**Stated goal:** Pick out every line in the listing below that contains the word "canopy" and copy each one in full. Case counts.

**Dataset rows:**
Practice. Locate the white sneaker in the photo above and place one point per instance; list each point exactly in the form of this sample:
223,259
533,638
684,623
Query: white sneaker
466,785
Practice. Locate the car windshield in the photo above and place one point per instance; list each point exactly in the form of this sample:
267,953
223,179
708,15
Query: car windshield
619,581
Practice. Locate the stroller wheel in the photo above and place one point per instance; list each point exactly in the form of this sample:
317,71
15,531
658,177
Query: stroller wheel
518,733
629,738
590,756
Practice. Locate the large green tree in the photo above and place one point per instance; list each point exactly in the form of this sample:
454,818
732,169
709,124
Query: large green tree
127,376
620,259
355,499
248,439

...

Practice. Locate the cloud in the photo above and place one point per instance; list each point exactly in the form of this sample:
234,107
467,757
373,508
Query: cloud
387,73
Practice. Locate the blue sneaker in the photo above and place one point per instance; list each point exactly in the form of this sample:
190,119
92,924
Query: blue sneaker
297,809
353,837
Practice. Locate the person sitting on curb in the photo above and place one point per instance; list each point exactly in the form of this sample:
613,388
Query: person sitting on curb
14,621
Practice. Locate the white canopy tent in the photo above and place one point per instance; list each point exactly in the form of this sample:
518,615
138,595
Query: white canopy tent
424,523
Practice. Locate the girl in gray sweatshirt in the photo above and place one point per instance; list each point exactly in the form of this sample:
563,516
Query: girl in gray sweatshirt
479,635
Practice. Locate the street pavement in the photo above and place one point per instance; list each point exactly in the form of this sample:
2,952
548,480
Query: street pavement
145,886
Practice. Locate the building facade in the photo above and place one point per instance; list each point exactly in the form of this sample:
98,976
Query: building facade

**Solved exercise:**
Practice. Locate the white canopy tent in the photo above and place one point per instance; list each point exactly in the form of this sample:
Query: white canopy tent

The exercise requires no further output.